* DIRECTIONS FOR THIS TASK:
Each line holding the string "Please" is to be copied from the data.

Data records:
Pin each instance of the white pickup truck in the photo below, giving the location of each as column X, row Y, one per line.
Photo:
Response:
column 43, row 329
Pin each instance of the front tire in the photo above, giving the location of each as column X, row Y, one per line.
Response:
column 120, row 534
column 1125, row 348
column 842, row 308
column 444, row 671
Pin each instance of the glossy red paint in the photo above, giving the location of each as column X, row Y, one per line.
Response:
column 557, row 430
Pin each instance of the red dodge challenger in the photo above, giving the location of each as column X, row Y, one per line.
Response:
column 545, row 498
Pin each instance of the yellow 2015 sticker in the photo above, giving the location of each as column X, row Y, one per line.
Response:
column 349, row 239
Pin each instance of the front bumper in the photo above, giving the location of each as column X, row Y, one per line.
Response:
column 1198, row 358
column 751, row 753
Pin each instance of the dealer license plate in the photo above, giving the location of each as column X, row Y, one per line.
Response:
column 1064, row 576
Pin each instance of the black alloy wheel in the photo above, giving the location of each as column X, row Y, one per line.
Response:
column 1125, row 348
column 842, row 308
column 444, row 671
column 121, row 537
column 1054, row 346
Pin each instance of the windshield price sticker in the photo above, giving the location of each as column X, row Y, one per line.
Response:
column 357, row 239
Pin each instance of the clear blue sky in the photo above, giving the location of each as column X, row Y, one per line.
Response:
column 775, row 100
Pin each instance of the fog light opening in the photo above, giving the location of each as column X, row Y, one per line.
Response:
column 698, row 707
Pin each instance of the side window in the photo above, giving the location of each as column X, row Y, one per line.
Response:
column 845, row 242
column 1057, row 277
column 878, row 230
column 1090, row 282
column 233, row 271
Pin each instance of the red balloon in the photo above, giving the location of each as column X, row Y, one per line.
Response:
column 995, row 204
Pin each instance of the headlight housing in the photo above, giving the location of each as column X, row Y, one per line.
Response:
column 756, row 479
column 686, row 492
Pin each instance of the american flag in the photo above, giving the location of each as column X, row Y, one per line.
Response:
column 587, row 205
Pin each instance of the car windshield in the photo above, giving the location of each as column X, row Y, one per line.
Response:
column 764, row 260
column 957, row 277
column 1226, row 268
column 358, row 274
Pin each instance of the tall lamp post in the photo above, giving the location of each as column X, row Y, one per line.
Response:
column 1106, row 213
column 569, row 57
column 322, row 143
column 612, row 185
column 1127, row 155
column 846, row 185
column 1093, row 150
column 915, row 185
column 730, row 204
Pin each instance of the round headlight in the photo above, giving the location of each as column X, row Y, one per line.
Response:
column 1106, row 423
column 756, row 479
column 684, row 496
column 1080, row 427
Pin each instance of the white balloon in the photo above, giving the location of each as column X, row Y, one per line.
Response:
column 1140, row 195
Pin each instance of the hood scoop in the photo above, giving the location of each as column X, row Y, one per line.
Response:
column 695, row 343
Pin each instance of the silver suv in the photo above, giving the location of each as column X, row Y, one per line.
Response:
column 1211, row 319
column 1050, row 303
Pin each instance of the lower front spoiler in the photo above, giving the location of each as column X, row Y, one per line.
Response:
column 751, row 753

---

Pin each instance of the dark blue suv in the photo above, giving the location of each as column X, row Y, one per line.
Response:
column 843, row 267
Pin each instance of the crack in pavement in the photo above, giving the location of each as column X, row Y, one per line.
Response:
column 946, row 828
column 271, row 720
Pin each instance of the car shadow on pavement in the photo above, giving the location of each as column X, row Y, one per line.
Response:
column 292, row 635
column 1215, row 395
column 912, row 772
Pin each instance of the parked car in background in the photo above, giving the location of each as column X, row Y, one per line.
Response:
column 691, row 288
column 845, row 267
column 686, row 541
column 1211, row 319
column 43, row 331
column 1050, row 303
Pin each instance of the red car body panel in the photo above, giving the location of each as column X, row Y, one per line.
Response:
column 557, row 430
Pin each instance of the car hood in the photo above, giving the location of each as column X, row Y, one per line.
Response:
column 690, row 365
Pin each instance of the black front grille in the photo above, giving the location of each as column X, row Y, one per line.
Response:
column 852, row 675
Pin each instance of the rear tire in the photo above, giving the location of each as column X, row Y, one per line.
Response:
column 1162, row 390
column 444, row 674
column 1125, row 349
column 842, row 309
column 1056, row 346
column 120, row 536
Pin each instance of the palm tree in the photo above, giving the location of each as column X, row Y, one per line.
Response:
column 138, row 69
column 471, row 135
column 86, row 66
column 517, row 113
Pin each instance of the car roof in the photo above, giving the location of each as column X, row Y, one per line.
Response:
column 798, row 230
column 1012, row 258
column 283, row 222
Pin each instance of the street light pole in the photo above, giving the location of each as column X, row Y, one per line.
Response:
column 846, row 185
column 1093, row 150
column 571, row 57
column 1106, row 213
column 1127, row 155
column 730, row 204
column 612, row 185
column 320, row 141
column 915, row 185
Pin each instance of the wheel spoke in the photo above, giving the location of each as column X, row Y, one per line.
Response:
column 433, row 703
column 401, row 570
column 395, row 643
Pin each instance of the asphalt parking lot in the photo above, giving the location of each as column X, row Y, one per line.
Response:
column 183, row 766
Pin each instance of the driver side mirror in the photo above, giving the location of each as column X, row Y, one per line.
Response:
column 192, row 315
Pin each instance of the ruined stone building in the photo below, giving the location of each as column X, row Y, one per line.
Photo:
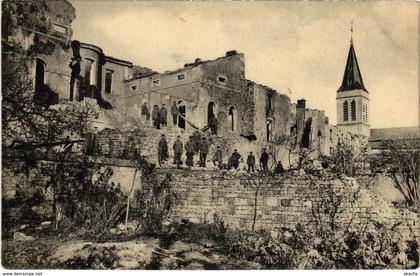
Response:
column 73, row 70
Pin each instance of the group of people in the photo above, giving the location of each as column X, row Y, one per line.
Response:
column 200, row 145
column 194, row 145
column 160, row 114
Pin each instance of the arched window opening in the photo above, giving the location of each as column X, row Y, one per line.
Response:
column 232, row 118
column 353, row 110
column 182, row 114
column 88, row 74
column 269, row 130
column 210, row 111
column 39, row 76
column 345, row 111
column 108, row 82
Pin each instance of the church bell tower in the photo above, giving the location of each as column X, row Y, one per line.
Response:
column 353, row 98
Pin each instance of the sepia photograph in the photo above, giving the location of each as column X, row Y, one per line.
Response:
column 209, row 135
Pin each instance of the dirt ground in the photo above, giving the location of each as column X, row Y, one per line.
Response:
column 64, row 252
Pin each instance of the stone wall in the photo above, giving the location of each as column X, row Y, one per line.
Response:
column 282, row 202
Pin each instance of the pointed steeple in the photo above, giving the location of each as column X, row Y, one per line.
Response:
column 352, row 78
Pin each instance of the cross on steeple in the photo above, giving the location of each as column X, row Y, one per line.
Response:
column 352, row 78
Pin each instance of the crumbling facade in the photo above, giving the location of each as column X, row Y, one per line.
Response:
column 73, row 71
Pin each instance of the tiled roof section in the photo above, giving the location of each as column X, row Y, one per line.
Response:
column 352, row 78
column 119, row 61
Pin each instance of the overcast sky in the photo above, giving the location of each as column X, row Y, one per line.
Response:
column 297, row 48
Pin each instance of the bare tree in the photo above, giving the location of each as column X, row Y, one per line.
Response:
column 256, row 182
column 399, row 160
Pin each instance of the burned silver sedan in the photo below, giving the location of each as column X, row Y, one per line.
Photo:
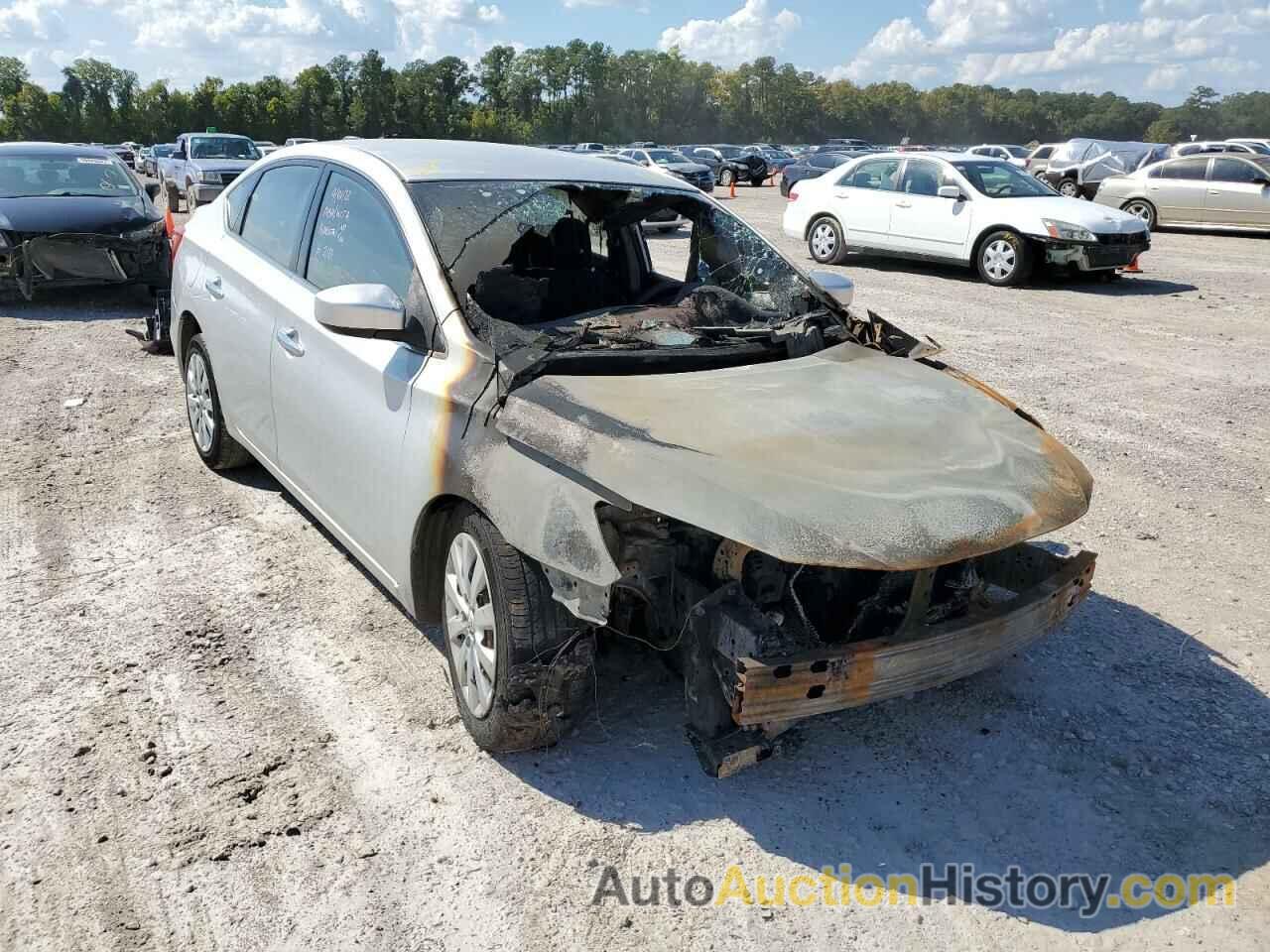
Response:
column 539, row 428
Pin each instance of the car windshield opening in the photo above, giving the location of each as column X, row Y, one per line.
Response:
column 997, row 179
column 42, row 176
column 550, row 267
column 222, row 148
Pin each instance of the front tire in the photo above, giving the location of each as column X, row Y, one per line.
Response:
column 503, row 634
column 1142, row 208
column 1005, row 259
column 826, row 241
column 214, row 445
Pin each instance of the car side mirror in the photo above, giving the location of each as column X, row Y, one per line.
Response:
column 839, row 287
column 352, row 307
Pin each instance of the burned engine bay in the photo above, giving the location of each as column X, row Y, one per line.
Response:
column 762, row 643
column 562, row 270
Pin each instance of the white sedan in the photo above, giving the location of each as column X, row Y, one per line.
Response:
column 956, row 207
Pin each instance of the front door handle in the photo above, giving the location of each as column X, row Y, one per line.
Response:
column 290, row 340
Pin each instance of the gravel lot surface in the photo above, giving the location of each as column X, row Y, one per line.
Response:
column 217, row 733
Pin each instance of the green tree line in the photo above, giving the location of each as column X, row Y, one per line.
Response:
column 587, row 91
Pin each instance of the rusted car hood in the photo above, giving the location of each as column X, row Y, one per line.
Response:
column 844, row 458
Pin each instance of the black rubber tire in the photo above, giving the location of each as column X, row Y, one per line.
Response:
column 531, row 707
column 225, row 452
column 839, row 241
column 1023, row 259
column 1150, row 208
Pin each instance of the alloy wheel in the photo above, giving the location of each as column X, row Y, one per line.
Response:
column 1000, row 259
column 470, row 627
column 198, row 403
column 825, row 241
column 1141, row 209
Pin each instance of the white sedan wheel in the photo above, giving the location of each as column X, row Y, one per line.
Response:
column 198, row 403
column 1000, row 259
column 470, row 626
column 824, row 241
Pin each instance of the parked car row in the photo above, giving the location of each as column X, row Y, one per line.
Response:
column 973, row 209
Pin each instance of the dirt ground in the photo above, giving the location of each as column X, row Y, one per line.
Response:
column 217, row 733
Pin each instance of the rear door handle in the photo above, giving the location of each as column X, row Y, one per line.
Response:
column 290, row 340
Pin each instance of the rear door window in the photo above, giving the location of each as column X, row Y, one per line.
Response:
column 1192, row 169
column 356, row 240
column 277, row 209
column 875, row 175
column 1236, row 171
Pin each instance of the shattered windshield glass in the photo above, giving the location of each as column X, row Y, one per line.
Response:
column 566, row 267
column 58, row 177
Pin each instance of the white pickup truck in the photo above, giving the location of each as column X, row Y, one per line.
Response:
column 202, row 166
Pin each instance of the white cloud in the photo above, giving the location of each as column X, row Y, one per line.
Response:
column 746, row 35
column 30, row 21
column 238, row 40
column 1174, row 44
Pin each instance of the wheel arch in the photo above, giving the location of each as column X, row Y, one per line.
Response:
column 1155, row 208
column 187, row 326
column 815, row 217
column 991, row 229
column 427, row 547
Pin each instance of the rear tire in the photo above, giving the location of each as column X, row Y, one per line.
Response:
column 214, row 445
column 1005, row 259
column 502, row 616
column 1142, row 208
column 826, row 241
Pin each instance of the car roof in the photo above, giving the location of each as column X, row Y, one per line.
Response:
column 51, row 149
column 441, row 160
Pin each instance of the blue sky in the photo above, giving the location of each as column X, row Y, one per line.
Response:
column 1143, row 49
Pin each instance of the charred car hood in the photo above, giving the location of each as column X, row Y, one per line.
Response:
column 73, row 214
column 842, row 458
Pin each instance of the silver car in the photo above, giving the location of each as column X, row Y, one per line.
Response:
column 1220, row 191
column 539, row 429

...

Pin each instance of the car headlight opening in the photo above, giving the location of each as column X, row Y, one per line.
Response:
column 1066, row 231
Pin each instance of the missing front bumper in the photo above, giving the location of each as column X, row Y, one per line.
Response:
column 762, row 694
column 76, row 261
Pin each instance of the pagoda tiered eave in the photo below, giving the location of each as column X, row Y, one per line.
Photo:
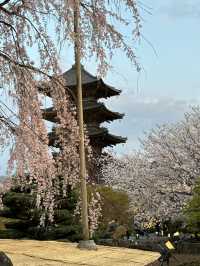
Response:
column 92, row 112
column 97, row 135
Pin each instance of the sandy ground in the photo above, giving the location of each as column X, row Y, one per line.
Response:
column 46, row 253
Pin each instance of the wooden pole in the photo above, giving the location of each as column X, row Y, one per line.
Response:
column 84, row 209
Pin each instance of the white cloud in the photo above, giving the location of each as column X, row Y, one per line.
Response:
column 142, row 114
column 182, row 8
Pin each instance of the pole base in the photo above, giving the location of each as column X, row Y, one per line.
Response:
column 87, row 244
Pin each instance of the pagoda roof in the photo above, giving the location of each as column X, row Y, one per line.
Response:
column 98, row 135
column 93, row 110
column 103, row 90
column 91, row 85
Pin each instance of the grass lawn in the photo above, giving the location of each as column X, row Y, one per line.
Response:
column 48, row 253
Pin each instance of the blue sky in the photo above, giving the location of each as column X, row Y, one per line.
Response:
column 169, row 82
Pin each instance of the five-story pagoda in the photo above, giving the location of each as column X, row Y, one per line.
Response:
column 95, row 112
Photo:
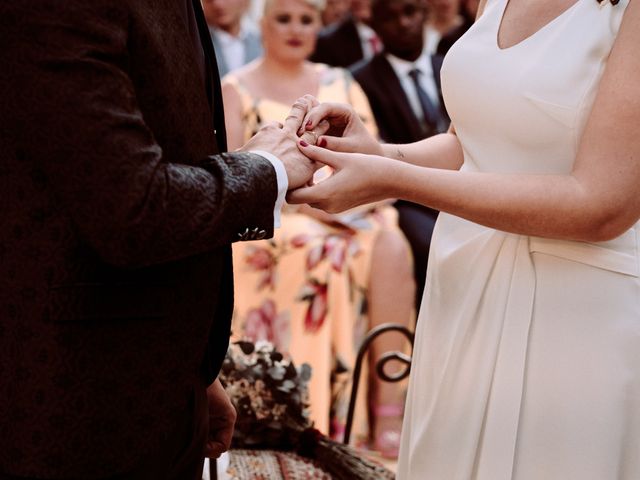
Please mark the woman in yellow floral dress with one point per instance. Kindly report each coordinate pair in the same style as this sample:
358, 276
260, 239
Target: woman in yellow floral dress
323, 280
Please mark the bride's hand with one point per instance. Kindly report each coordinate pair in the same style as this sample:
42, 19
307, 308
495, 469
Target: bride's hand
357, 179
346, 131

* OUTPUT BELOW:
Please mark the woman in yellow floral dress with one point per instance. Kindly report each coordinate pair in the same style as this sample:
Please mark the bride's hand with one point per instance. Kindly report each coordinate pair in the same style as this sample:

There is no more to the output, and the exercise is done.